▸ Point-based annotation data
______________________________

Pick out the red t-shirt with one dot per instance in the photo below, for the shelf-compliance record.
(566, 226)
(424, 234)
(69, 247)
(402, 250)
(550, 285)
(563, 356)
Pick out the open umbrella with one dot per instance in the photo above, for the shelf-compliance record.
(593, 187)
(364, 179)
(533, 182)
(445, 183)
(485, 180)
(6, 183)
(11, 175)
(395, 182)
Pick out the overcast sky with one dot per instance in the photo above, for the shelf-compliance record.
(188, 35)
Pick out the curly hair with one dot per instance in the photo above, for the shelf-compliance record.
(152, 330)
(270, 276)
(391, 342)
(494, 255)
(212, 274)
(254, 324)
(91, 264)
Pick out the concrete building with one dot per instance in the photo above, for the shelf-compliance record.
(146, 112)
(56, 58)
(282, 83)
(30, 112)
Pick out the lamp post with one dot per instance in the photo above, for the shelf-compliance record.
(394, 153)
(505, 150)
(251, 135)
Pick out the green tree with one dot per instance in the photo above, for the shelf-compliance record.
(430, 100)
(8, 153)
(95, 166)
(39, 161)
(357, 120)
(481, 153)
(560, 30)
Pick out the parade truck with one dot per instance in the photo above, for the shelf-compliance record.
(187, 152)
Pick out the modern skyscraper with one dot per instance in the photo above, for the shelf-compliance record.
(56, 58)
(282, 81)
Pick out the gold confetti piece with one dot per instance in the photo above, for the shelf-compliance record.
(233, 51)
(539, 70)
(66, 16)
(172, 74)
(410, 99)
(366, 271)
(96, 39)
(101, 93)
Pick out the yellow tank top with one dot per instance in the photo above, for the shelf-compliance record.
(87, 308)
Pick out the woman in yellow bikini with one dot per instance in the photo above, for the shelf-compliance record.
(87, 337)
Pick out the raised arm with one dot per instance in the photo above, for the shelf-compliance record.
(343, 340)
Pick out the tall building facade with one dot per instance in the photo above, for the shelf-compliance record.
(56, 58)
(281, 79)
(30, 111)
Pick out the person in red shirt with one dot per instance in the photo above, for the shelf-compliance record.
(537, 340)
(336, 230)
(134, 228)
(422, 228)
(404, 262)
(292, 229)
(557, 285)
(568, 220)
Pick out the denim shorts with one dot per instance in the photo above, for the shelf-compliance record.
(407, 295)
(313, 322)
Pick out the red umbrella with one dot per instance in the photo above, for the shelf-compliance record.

______________________________

▸ What you should do
Please write out all of the material above, line for line, without changing anything.

▸ Answer to this exercise
Pick out the red t-shirt with one dot per instance in the photo below, for the shelf-compliance record.
(566, 226)
(424, 234)
(69, 247)
(402, 250)
(550, 285)
(563, 356)
Pick out the open umbrella with one dot per instance in the photo above, for the shelf-compliance record.
(593, 187)
(364, 179)
(533, 182)
(445, 183)
(485, 180)
(6, 183)
(11, 175)
(395, 182)
Pick out the overcast sky with one dot per instance in the photo above, for the shelf-compliance record.
(188, 35)
Pick out the curly hair with one dot per instance in the photo above, for the shelf-compliance record.
(152, 330)
(270, 276)
(391, 342)
(494, 255)
(212, 274)
(254, 324)
(91, 264)
Pick out the concrete building with one dot per instance in the photo above, for the shelf-compliance record.
(146, 112)
(56, 58)
(282, 83)
(30, 112)
Pick out the lamp post with one dot per instance in the photo above, for the shelf-compliance record.
(394, 153)
(505, 150)
(251, 135)
Pick out the green tree with one dot per instance in the photo above, for the shelf-compliance record.
(430, 100)
(8, 153)
(95, 166)
(39, 161)
(357, 120)
(481, 153)
(560, 30)
Pick out the parade truck with one dot per instance in the photo above, for the shelf-compliance record.
(187, 152)
Pick out the modern skyscraper with one dot per instance in the photo above, for the shelf-compliance record.
(56, 58)
(282, 81)
Pick out the gold confetti piece with one dot per instance in the photo above, for the shelf-compliance record.
(233, 51)
(539, 70)
(66, 16)
(172, 74)
(410, 99)
(366, 271)
(96, 39)
(101, 93)
Pick out the yellow tank top with one dot per instance in the photo above, for the shelf-compliance record.
(87, 308)
Pick out the woman in yellow bikini with one dot per instance in the photo above, for the shelf-compliance record.
(87, 337)
Pick out the raised arm with one dot per instance in the photo above, for the shelf-compliance record.
(343, 340)
Pick out the tall building facade with one dot per instance in the photo above, for the shelf-compliance record.
(56, 58)
(281, 79)
(30, 111)
Pick out the person in red shirt with one dot per instance in the photo above, for the shelf-compliance record.
(537, 340)
(336, 230)
(134, 228)
(422, 228)
(404, 262)
(292, 229)
(557, 285)
(568, 220)
Pick out the denim shorts with one dot per instance in the photo above, for the shelf-compliance record.
(407, 295)
(313, 322)
Pick out the red umbrella with one dot per instance in the photo above, for the shelf-compliance record.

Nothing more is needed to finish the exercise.